** START OF Text segment **

Members of the development community have been eagerly awaiting a schema standard they could sink their teeth into. Schemata perform serious data validation and are fundamental to the process of automatically generating Java classes for XML data. Consequently, the need for a schema standard is strong.

(For a more detailed discussion on the advantages of schemata over DTDs, see the Sidebar below.)

However, the hoped-for W3C XML Schema standard remains in development. The industry players who are developing the standard have a long list of must-have features. The eventual result, by all accounts, will turn out to be something of a monolith. It will do what everyone says they need it to do, but it's going to take a lot of complex code to do it, and it's taking quite a bit of time for it to take shape.

Meanwhile, a former member of the schema-standards team came up with a better way, the Regular Language for XML, or RELAX. This Japanese standard is due to be submitted as a fast-track ISO proposal this summer. Makoto Murata, its author, took what appears in retrospect to be a simple idea: take the DTD, reformulate it in XML, take advantage of the structuring to provide context-sensitive definitions, and add the vitally important content validation.

** END OF Text segment **

§ **Directives**:
1. According to the XML schema text, what does RELAX stand for?
2. Transcribe the XML schema text between "However, the hoped-for" and "important content validation.", inclusive.

** START OF Supplied material **

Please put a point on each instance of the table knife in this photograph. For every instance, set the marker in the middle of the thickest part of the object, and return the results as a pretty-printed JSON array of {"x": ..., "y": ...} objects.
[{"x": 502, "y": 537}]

** END OF Supplied material **

§ **Replies**:
1. Regular Language for XML

2.
However, the hoped-for W3C XML Schema standard remains in development. The industry players who are developing the standard have a long list of must-have features. The eventual result, by all accounts, will turn out to be something of a monolith. It will do what everyone says they need it to do, but it's going to take a lot of complex code to do it, and it's taking quite a bit of time for it to take shape.

Meanwhile, a former member of the schema-standards team came up with a better way, the Regular Language for XML, or RELAX. This Japanese standard is due to be submitted as a fast-track ISO proposal this summer. Makoto Murata, its author, took what appears in retrospect to be a simple idea: take the DTD, reformulate it in XML, take advantage of the structuring to provide context-sensitive definitions, and add the vitally important content validation.